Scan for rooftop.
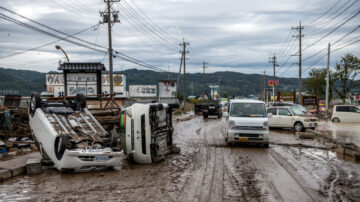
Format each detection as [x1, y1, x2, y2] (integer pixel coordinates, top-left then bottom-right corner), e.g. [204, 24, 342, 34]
[58, 62, 106, 72]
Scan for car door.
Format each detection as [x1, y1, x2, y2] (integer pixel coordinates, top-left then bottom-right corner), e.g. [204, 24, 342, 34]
[335, 106, 348, 122]
[267, 108, 278, 127]
[278, 108, 294, 127]
[348, 106, 360, 122]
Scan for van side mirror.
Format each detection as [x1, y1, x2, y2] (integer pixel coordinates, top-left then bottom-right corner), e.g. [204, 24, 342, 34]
[267, 113, 273, 118]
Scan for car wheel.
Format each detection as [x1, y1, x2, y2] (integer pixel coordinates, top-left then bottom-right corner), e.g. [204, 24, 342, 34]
[76, 94, 87, 109]
[29, 93, 41, 117]
[110, 130, 118, 148]
[294, 122, 304, 132]
[263, 143, 269, 148]
[54, 135, 68, 160]
[332, 118, 340, 123]
[203, 114, 208, 119]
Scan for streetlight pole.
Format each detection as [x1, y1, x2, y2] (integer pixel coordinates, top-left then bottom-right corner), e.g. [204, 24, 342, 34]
[55, 45, 69, 62]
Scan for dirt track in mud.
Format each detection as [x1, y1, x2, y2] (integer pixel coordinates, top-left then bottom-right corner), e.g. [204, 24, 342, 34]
[1, 116, 360, 201]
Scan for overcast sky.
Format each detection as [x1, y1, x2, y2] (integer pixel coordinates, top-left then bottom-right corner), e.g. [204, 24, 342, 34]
[0, 0, 359, 78]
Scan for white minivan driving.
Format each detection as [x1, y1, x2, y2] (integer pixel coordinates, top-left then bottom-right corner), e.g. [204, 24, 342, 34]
[226, 99, 269, 147]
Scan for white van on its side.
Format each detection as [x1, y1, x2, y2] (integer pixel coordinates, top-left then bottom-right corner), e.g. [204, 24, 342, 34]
[226, 99, 269, 147]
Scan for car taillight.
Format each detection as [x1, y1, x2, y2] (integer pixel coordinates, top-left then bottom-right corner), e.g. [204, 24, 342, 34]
[120, 114, 126, 128]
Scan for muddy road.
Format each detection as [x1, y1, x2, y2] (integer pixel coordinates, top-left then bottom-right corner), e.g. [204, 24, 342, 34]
[1, 116, 360, 201]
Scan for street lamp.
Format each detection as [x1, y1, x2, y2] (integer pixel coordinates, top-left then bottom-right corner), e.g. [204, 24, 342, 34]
[55, 45, 69, 63]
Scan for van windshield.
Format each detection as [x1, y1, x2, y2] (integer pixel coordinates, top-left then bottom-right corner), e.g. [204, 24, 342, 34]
[230, 103, 266, 117]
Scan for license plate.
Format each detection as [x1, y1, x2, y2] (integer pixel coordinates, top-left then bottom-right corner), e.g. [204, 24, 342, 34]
[95, 156, 108, 161]
[310, 123, 317, 127]
[238, 137, 248, 142]
[209, 106, 215, 109]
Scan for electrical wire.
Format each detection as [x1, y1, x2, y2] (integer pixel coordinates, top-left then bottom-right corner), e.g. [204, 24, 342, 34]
[0, 12, 165, 72]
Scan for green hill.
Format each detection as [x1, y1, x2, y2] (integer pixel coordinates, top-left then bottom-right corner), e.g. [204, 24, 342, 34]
[0, 67, 46, 96]
[0, 67, 299, 97]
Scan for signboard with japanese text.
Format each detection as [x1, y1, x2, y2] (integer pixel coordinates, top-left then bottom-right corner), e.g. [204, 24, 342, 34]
[46, 73, 126, 98]
[129, 85, 157, 98]
[66, 73, 98, 97]
[302, 96, 318, 106]
[159, 80, 177, 98]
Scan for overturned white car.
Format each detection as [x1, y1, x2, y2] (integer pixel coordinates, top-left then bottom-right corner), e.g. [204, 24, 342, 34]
[120, 103, 180, 164]
[29, 94, 122, 172]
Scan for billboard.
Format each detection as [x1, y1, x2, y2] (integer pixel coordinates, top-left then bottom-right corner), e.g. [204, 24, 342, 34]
[46, 73, 65, 97]
[159, 80, 177, 98]
[101, 74, 126, 98]
[66, 73, 98, 97]
[129, 85, 157, 98]
[46, 73, 126, 98]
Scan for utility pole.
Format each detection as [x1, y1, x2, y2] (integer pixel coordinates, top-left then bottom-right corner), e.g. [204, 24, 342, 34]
[179, 39, 189, 103]
[176, 51, 184, 98]
[212, 73, 215, 100]
[292, 21, 304, 104]
[263, 70, 266, 101]
[269, 55, 278, 104]
[325, 43, 331, 118]
[101, 0, 120, 102]
[202, 62, 208, 99]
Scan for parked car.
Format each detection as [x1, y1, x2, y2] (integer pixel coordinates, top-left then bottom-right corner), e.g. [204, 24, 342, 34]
[220, 100, 229, 112]
[331, 105, 360, 123]
[267, 105, 318, 132]
[226, 99, 269, 147]
[120, 103, 180, 164]
[202, 100, 222, 118]
[29, 94, 122, 172]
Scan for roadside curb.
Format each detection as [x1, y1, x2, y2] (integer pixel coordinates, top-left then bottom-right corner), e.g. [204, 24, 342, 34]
[0, 152, 41, 182]
[309, 130, 360, 161]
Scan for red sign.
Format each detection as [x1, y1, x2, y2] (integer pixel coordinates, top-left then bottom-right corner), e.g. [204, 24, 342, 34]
[268, 80, 274, 86]
[268, 80, 279, 86]
[275, 80, 279, 86]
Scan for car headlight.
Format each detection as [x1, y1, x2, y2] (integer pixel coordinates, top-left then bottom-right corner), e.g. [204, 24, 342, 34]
[304, 119, 311, 122]
[263, 121, 269, 130]
[229, 120, 236, 129]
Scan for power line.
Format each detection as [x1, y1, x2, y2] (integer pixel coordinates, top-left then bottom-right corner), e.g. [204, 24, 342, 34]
[122, 0, 179, 44]
[303, 10, 360, 52]
[0, 11, 165, 72]
[309, 1, 359, 35]
[305, 0, 342, 26]
[127, 0, 179, 43]
[0, 24, 98, 59]
[117, 3, 178, 51]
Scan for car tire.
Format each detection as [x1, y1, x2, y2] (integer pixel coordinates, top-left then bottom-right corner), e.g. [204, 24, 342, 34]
[332, 118, 340, 123]
[76, 94, 87, 109]
[203, 114, 208, 119]
[110, 130, 118, 148]
[263, 143, 269, 148]
[294, 122, 304, 132]
[29, 93, 41, 117]
[54, 135, 68, 160]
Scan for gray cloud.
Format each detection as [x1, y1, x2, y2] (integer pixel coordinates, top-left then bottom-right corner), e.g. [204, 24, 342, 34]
[0, 0, 359, 78]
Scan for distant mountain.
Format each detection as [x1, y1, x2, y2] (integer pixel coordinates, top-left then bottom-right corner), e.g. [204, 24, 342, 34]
[0, 67, 299, 97]
[124, 69, 299, 97]
[0, 67, 46, 96]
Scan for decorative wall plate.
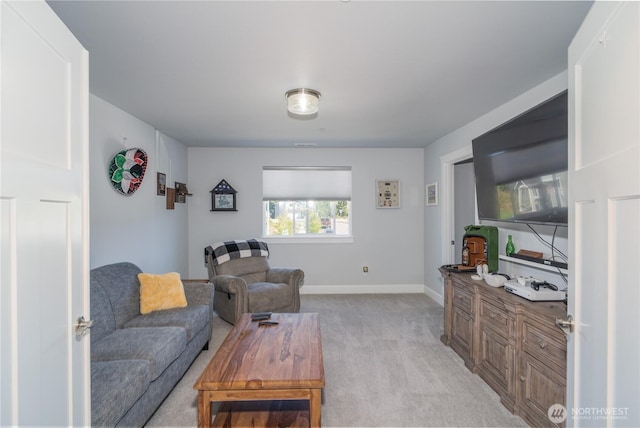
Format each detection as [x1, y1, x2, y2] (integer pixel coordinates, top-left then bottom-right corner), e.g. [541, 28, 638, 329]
[108, 148, 148, 195]
[376, 179, 400, 208]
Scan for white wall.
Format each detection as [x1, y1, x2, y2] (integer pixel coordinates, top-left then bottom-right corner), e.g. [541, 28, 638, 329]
[424, 72, 570, 301]
[187, 147, 424, 292]
[89, 95, 189, 274]
[90, 73, 570, 293]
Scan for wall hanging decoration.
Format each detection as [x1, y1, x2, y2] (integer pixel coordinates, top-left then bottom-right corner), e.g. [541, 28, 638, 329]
[166, 188, 175, 210]
[108, 147, 148, 196]
[376, 179, 400, 208]
[157, 172, 166, 196]
[175, 182, 191, 203]
[426, 182, 438, 206]
[210, 179, 237, 211]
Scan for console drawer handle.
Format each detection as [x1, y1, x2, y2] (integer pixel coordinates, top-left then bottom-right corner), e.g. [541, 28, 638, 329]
[490, 312, 497, 319]
[538, 339, 547, 349]
[520, 375, 526, 382]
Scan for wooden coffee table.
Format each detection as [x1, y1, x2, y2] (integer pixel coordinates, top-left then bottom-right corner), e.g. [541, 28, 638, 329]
[194, 313, 324, 427]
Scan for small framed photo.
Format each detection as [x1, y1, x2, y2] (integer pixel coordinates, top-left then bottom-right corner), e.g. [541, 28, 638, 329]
[376, 179, 400, 209]
[157, 172, 166, 196]
[426, 182, 438, 206]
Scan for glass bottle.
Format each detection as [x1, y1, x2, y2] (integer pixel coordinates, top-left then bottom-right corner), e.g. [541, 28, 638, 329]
[506, 235, 515, 256]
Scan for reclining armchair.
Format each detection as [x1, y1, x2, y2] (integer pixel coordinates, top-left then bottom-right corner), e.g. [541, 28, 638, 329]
[205, 240, 304, 324]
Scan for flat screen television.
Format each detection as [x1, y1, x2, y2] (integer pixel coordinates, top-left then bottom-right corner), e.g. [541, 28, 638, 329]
[472, 91, 568, 226]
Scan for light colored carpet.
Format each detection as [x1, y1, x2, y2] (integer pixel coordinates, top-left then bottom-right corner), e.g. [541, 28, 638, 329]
[145, 294, 528, 427]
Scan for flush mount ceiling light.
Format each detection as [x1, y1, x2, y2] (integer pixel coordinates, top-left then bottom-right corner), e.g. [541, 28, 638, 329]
[285, 88, 321, 116]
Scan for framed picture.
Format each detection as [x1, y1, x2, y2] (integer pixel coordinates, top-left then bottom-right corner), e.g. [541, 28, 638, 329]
[175, 182, 188, 203]
[426, 182, 438, 206]
[210, 179, 238, 211]
[157, 172, 166, 196]
[376, 179, 400, 209]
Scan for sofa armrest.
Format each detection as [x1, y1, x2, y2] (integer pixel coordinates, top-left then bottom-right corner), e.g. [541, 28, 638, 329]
[183, 282, 214, 310]
[266, 268, 304, 288]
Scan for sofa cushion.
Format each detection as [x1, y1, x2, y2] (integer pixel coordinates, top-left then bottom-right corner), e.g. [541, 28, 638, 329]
[124, 305, 210, 341]
[90, 262, 143, 328]
[138, 272, 188, 314]
[91, 359, 150, 427]
[91, 327, 186, 380]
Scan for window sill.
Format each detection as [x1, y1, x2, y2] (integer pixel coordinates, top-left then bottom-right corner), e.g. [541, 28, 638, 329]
[262, 235, 354, 244]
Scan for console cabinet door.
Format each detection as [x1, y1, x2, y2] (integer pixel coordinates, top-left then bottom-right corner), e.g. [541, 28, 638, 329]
[451, 304, 474, 368]
[477, 322, 515, 407]
[450, 283, 475, 369]
[519, 351, 566, 428]
[440, 276, 453, 345]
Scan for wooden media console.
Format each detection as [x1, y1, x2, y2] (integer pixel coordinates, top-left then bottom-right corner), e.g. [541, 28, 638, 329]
[439, 269, 567, 427]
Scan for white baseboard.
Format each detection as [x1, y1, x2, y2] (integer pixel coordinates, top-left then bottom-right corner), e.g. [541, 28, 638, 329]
[423, 285, 444, 307]
[300, 284, 425, 295]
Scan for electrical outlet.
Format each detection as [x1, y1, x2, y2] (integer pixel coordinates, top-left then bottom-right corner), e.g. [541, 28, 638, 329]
[362, 266, 369, 274]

== == ==

*PROBLEM STATEMENT*.
Reproduce the records word for word, please, from their first line up to and including the line that contains "Scan for dirt track in mud.", but no pictures.

*OUTPUT BELOW*.
Scan for rooftop.
Format each detection as [x1, y1, x2, y2] (integer pixel coordinates, top-left then bottom-right corner), e.g. [204, 24, 342, 34]
[58, 62, 106, 72]
Scan for car door.
Format each detection as [x1, y1, x2, y2] (integer pixel coordinates, top-left then bottom-right corner), e.g. [204, 24, 342, 34]
[335, 106, 348, 122]
[267, 108, 278, 127]
[278, 108, 294, 127]
[348, 106, 360, 122]
Scan for van side mirror.
Format each detection as [x1, y1, x2, y2] (integer pixel coordinates, top-left then bottom-right corner), e.g. [204, 24, 342, 34]
[267, 113, 273, 118]
Scan for car wheel.
Format each detection as [x1, y1, x2, y2] (integer pixel coordinates, top-left then bottom-right corner), e.g. [204, 24, 342, 34]
[76, 94, 87, 109]
[29, 93, 41, 117]
[110, 130, 118, 148]
[294, 122, 304, 132]
[263, 143, 269, 148]
[54, 135, 68, 160]
[332, 118, 340, 123]
[203, 114, 208, 119]
Scan for streetlight pole.
Format each detection as [x1, y1, x2, y2] (integer pixel coordinates, top-left then bottom-right corner), e.g. [204, 24, 342, 34]
[55, 45, 69, 62]
Scan for dirt track in mud.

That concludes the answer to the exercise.